To-do list:
A - Answer these questions from the passage on trading and banking, marking each answer to match:
(i) From what devices can retail investors now execute complex transactions?
(ii) During which years were the advantages of universal banks particularly clear?
(iii) What two things have largely caused more people to own shares today?
B - In the passage on trading and banking, rewrite the stretch from "First, computerization of" through "such technological advances.", swapping "retail investor" for "individual investor".
C - Carry on the passage on trading and banking from its last sentence.

Extract to read:
____

First, computerization of trading has helped to facilitate the growth of a shareholder society. The casual, retail investor now has access to trading tools that provide access to very liquid and fast‐moving markets with the ability to execute shorts, options, swaps, foreign exchange (FX), and other complex transactions from their PC or smart phone. The cost of participating in such trading activities has declined dramatically and, as a result, millions more people9 own shares today than in the past. This has been in large part due to the creation of new trading and computer technologies and resulting cost reduction. Such gains are not achieved without risk, however. Some of the operational risk incidents we will review in the coming chapters stem from the technical challenges that are posed by such technological advances.

Second, the growth of universal banks10 with massive capital resources and services aimed at every customer segment has helped achieve major efficiencies in the promotion of new capital structures and investment vehicles. The availability of credit to greater numbers of people and the provision of new types of financial innovation to every type of corporate entity has enabled the creation and expansion of new productive capacity in the United States. These advantages were particularly clear during the expansion years of the 1990s and early 2000s. However, these benefits also brought problems in their wake.

____

Given records:
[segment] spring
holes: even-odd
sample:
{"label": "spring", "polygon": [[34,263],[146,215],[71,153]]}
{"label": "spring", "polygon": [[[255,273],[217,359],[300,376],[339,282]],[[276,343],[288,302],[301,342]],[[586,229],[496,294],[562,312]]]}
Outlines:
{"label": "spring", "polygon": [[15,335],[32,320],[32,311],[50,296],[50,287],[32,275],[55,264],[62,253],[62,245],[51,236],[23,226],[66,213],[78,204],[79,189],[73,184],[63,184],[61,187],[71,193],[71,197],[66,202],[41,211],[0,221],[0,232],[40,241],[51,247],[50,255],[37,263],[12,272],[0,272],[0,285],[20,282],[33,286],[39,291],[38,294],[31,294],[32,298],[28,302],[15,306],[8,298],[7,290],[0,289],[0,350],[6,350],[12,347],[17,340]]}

____

Answers provided:
A -
(i) Their PC or smart phone.
(ii) The expansion years of the 1990s and early 2000s.
(iii) The creation of new trading and computer technologies and the resulting cost reduction.

B -
First, computerization of trading has helped to facilitate the growth of a shareholder society. The casual, individual investor now has access to trading tools that provide access to very liquid and fast‐moving markets with the ability to execute shorts, options, swaps, foreign exchange (FX), and other complex transactions from their PC or smart phone. The cost of participating in such trading activities has declined dramatically and, as a result, millions more people9 own shares today than in the past. This has been in large part due to the creation of new trading and computer technologies and resulting cost reduction. Such gains are not achieved without risk, however. Some of the operational risk incidents we will review in the coming chapters stem from the technical challenges that are posed by such technological advances.

C -
The sheer size of these universal banks and the stitching together of different legacy systems and bank cultures has created patchworks of manual process and controls that became too complex to manage. The risk of great and complex failures inherent in such unwieldy structures has, in the eyes of many analysts, grown, rather than retreated since the Financial Crisis of 2008. Most recently, Neel Kashkari, chief of the Federal Reserve Bank of Minneapolis, has argued for further controls to be put in place against banks that are so called “too big to fail.”11

To his point, managing multiple businesses and multiple country branches brings a level of complexity that makes it much more difficult to monitor activities across an entire organization. Additionally, privacy laws that have multiplied in different countries have further exacerbated this issue. This can and has led to failures to assert centralized controls and unified lines of defense against suspicious trading activity and the like.12

Third, the growth of financial engineering took place in the context of relatively light regulation and planning. Credit default swaps, for example, started as a relatively obscure product in an obscure trading group within investment banks. While investment banks and broker/dealers are required to oversee new product development in a careful way, new products have a habit of getting through with relatively little scrutiny and planning. This lack of planning is, in part, a reasonable response to the nature of the trading market. Many products are thought up in the twinkle of a trader's eye and many of them fail to take hold. In the case of credit default swaps,13 however, within a very short time frame, billions of them were being written to cover bondholders and non–bondholders. Expansion in areas like this brought much greater profits to the banks, at least for a time. It also brought much greater complexity to the business. Obscure products like credit default swaps can thus grow from a relative backwater status to a major profit center in a short space of time in a way that is hard to predict or plan for. The ability to manage the resulting complexity, however, does not tend to keep up. The rash of scandals, penalties, and significant operational losses in the case of mortgage‐securitized products are one indicator of that.

The rapid change at investment banks as a result of these particular areas of innovation has made it hard for regulators to keep up in their ability to understand and monitor these changes. Yet the role of regulators has never been more important. In some ways, the battle over regulation that took place in the years after the 2008 Financial Crisis, and in particular, the battle to introduce the Dodd‐Frank legislation was similar to that played out in the original battles fought by Washington and the SEC to establish US securities laws and the SEC in the 1930s. This will be discussed further in Chapter 22.

The battle fought by the regulators since 2008 has also been to arm themselves for battle more effectively, by adding to their ranks people with the expertise and experience to be able to identify, monitor, and manage the risks as they unfold at their charges' houses of operations. Unfortunately, it may always be the case that regulators, like the French generals of the 1930s who built the Maginot Line of Defense, are doomed to be forever fighting the previous war.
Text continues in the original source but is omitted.